* PROBLEMS TO SOLVE
**a.** Summarize the abstract below in two sentences.
**b.** Name every university or company that the abstract below says made up the Duke Team.
**c.** Using the abstract below, decide whether each statement agrees with it. Give yes or no for each, and quote the words that decide it.
(i) The Duke Team included scientists from Rutgers.
(ii) The pipeline learns regulatory networks from data taken at a single time point.
(iii) The tools were transitioned to a National Institutes of Health program.

--- PASSAGE FOR REVIEW ---

An Adaptive Pipeline from Scientific Data to Models
Abstract:
Under the Defense Advanced Research Projects Agency's Synergistic Discovery and Design program, the Duke Team, composed of scientists from Duke, Rutgers, Montana State, and Florida Atlantic Universities, as well as Geometric Data Analytics, and Netrias, Inc., broadly researched and developed data driven techniques for scientific discovery and robust design, proving feasibility through program challenge problems with Yeast States, Novel Chassis, Protein Stability, and Perovskite. Their efforts developed an adaptable computational pipeline with approaches, methods, and tooling which learns the structure and function of regulatory networks for model construction from time-series data, providing an ability to utilize high-fidelity models and simulations to account for process perturbations and component interactions for robust scientific discovery and system design. Aside from their innovative Dynamic Signatures Generated by Regulatory Networks (DSGRN), tools were developed for automating data pre-processing, normalization, quality control, scientific extraction, data aggregation, and data analyses; accelerating the design, build, test, learn loop; and transitioned to the National Institute of Healths Accelerating COVID-19 Therapeutic Interventions and Vaccines Program. Additionally, when it became clear that the foundry-style, high-throughput laboratories charged with duties of experimentation and data collection did not have sufficient capabilities to produce some data types and perform developmental protocols, Duke Team members stepped in with their own wet-lab capabilities to fulfill the gap in data collection. This work facilitated new analyses aimed at integrating data from both high-throughput and benchtop laboratories, substantially extending the capabilities of the SD2 architecture with the innovative extension of Aquarium for the benchtop.

--- LISTED RECORDS ---

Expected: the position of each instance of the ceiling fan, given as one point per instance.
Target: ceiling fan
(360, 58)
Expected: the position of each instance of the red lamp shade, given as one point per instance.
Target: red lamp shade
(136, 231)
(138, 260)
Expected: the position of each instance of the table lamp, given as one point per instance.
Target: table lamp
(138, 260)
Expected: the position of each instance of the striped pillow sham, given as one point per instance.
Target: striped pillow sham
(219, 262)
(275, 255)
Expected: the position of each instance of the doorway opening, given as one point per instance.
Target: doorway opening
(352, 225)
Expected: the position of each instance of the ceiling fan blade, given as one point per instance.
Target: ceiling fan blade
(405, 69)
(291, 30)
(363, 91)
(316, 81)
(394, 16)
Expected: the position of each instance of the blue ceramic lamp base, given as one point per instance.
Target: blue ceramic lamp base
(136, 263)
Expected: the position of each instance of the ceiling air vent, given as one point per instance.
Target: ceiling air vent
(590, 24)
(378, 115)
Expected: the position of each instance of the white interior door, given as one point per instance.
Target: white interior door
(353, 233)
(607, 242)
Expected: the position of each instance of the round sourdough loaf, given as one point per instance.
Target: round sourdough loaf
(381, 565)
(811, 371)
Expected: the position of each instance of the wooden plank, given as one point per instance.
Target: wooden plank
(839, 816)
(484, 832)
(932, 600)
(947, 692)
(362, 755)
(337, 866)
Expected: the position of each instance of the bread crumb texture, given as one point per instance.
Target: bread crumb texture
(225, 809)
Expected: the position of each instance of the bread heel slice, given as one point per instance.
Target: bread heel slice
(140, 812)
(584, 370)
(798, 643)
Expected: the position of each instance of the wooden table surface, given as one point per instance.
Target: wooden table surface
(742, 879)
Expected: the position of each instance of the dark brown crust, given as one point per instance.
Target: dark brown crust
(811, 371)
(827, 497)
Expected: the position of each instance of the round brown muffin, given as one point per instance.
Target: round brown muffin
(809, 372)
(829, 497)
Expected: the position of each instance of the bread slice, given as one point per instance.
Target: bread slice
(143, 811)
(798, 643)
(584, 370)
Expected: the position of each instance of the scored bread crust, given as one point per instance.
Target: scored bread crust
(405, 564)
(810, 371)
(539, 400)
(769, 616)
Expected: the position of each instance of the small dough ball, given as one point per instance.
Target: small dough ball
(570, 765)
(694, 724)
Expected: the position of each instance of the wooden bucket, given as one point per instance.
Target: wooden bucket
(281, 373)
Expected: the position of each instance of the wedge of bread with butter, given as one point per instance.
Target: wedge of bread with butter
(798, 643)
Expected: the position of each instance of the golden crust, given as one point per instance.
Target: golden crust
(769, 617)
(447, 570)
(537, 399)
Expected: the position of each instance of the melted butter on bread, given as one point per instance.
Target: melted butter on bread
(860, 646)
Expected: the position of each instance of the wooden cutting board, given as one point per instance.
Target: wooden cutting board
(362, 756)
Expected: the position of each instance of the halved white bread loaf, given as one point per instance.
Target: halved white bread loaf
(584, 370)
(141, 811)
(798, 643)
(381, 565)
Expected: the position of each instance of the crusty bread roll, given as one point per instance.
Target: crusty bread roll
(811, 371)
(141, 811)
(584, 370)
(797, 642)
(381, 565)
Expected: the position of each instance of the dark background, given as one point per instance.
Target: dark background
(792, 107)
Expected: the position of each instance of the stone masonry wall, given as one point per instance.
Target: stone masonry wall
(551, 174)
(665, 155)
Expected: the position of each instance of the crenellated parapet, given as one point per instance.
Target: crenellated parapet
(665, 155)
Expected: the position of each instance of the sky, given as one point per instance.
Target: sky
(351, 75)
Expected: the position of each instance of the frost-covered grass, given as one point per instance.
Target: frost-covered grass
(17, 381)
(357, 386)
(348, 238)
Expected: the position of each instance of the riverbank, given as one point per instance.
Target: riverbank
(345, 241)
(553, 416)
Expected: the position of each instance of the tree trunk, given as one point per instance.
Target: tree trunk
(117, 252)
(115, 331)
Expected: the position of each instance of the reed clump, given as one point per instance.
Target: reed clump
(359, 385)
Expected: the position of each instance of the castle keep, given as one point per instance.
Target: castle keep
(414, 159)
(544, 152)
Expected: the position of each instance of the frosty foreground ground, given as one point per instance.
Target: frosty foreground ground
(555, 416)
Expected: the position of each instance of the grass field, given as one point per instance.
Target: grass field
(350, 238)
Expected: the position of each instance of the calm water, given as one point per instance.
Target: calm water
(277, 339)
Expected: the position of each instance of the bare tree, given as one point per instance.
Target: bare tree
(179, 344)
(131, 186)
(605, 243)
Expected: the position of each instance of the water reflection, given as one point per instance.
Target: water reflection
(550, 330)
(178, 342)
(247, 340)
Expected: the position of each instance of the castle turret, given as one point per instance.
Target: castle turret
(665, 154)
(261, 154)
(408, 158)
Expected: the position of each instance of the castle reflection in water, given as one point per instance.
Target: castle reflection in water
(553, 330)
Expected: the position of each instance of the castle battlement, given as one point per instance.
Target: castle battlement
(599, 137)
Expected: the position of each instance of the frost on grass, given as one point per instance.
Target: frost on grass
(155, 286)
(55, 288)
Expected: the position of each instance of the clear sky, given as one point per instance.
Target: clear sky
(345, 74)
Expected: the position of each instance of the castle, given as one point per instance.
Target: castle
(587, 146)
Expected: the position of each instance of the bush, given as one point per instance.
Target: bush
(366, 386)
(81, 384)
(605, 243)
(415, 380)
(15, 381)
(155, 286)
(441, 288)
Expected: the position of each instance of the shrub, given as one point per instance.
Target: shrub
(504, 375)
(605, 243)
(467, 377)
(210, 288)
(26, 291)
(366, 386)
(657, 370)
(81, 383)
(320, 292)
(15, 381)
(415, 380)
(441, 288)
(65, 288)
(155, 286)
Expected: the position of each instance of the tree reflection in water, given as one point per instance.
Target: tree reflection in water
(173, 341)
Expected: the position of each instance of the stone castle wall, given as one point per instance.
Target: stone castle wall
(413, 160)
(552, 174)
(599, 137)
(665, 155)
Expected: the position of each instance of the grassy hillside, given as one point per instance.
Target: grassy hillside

---

* RESPONSES TO THE EXERCISE
**a.** Under DARPA's Synergistic Discovery and Design program, the Duke Team developed an adaptable computational pipeline that learns the structure and function of regulatory networks from time-series data for model construction, along with tools that automate data pre-processing, normalization, quality control and analysis. When the high-throughput laboratories could not produce some data types, team members filled the gap with their own wet-lab capabilities, and the work extended the SD2 architecture with an extension of Aquarium for the benchtop.

**b.**
Duke University
Rutgers University
Montana State University
Florida Atlantic University
Geometric Data Analytics
Netrias, Inc.

**c.**
(i) Yes: "composed of scientists from Duke, Rutgers, Montana State, and Florida Atlantic Universities"
(ii) No: "learns the structure and function of regulatory networks for model construction from time-series data"
(iii) Yes: "transitioned to the National Institute of Healths Accelerating COVID-19 Therapeutic Interventions and Vaccines Program"